(Dataset items)
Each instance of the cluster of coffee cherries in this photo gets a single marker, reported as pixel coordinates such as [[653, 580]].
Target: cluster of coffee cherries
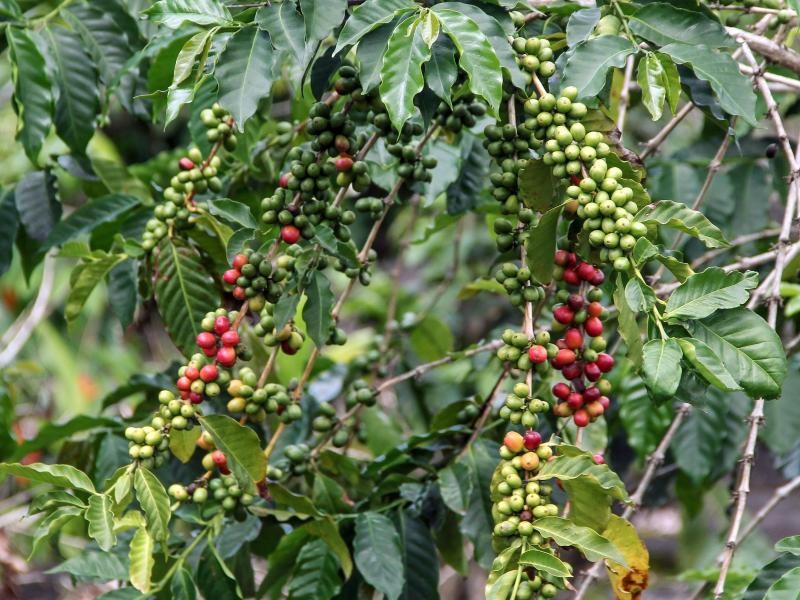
[[289, 337], [462, 114], [253, 276], [149, 444], [535, 55], [519, 499], [518, 283]]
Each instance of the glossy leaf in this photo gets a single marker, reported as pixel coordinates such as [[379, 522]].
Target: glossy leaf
[[708, 364], [708, 291], [545, 562], [244, 73], [101, 521], [378, 554], [661, 367], [748, 347], [241, 447], [174, 13], [89, 216], [476, 55], [155, 503], [75, 76], [368, 16], [681, 217], [33, 100], [588, 63], [184, 292], [733, 89], [590, 543]]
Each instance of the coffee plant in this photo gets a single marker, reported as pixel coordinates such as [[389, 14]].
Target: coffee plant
[[449, 287]]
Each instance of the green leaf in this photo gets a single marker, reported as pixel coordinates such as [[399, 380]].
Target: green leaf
[[101, 521], [369, 16], [322, 17], [708, 291], [155, 503], [588, 63], [85, 277], [590, 543], [545, 562], [422, 573], [244, 73], [441, 71], [174, 13], [476, 55], [89, 216], [537, 186], [316, 575], [653, 81], [708, 364], [182, 443], [663, 23], [184, 291], [542, 245], [580, 25], [75, 76], [431, 339], [401, 73], [33, 100], [58, 475], [233, 211], [679, 216], [748, 347], [38, 209], [639, 296], [182, 586], [317, 309], [733, 89], [627, 325], [378, 554], [661, 367], [241, 447]]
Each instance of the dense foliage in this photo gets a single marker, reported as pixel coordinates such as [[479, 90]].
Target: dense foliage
[[431, 294]]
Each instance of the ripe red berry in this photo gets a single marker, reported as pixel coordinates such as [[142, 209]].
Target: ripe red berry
[[581, 418], [531, 439], [290, 234], [593, 326], [226, 356], [209, 373], [206, 339], [571, 277], [605, 362], [565, 357], [575, 302], [575, 400], [239, 261], [563, 314], [230, 276], [343, 163], [537, 354], [573, 339], [230, 338], [221, 325], [592, 371], [561, 390]]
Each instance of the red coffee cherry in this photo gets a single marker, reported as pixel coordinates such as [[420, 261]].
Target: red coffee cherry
[[290, 234]]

== Task brief ==
Copy out again, unchanged, everything from the line that begins "Each instance of the ripe" down to the last of the lines above, including both of those lines.

== Result ==
Each instance of the ripe red berry in this photo gets a single marker, reported as pixel coordinates such as [[142, 209]].
Target: ripe red berry
[[581, 418], [531, 439], [290, 234], [593, 326], [226, 356], [209, 373], [206, 339], [571, 277], [605, 362], [565, 357], [575, 302], [575, 400], [239, 261], [563, 314], [230, 276], [343, 163], [537, 354], [573, 339], [230, 338], [221, 325], [592, 371], [561, 390]]
Each instance of the red coffee cherry in this photo gets a single marker, reported as pixel coordinates such as [[420, 261]].
Target: red coffee cherry
[[290, 234]]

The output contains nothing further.